Text
⁂
Letters to Nature

Nature 421, 259-264 (16 January 2003) | doi:10.1038/nature01274; Received 12 July 2002; Accepted 18 October 2002

Speciation along environmental gradients

Michael Doebeli1 & Ulf Dieckmann2

  1. Departments of Zoology and Mathematics, University of British Columbia, Vancouver, Canada V6T 1Z4
  2. Adaptive Dynamics Network, International Institute for Applied Systems Analysis, A-2361 Laxenburg, Austria

Correspondence to: Michael Doebeli1 Correspondence and requests for materials should be addressed to M.D. (e-mail: Email: doebeli@zoology.ubc.ca).
⁂
Work task
Copy the entire article header on speciation along environmental gradients word for word. The material that comes next has no connection to the article header above.

Supplied records
⁂
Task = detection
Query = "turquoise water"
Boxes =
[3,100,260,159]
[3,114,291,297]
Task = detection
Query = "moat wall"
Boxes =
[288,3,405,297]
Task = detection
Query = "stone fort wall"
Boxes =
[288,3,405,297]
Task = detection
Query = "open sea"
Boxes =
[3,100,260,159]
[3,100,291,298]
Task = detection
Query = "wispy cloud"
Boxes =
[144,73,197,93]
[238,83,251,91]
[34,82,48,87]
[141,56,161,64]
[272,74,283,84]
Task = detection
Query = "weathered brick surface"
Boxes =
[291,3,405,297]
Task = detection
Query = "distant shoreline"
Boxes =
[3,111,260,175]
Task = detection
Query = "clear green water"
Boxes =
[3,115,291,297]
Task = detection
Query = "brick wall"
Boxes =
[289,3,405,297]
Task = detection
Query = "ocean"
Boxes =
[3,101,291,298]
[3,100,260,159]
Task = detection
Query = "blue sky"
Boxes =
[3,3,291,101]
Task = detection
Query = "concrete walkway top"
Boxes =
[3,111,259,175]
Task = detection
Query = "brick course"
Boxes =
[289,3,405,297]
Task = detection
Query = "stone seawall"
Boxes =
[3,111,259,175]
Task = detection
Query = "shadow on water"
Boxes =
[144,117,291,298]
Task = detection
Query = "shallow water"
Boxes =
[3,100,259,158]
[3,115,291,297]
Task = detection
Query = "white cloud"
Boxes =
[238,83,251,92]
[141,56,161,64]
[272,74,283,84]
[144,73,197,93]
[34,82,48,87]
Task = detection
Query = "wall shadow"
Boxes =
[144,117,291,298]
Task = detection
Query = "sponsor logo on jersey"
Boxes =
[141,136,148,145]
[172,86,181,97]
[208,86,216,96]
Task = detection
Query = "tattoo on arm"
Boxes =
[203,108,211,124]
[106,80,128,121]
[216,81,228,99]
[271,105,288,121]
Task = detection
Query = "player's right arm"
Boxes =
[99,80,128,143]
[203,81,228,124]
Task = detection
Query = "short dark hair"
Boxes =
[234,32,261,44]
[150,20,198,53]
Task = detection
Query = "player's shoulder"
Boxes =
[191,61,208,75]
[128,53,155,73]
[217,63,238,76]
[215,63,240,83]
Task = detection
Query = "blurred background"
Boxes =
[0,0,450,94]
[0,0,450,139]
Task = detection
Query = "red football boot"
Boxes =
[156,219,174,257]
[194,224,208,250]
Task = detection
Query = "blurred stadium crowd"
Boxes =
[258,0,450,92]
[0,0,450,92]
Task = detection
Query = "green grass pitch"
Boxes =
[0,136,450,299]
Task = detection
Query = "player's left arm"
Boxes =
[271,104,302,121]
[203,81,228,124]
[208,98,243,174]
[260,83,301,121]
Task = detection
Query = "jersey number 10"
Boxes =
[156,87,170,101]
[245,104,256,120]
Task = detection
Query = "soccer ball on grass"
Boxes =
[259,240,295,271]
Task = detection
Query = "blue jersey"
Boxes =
⁂
Result of this task
Letters to Nature

Nature 421, 259-264 (16 January 2003) | doi:10.1038/nature01274; Received 12 July 2002; Accepted 18 October 2002

Speciation along environmental gradients

Michael Doebeli1 & Ulf Dieckmann2

  1. Departments of Zoology and Mathematics, University of British Columbia, Vancouver, Canada V6T 1Z4
  2. Adaptive Dynamics Network, International Institute for Applied Systems Analysis, A-2361 Laxenburg, Austria

Correspondence to: Michael Doebeli1 Correspondence and requests for materials should be addressed to M.D. (e-mail: Email: doebeli@zoology.ubc.ca).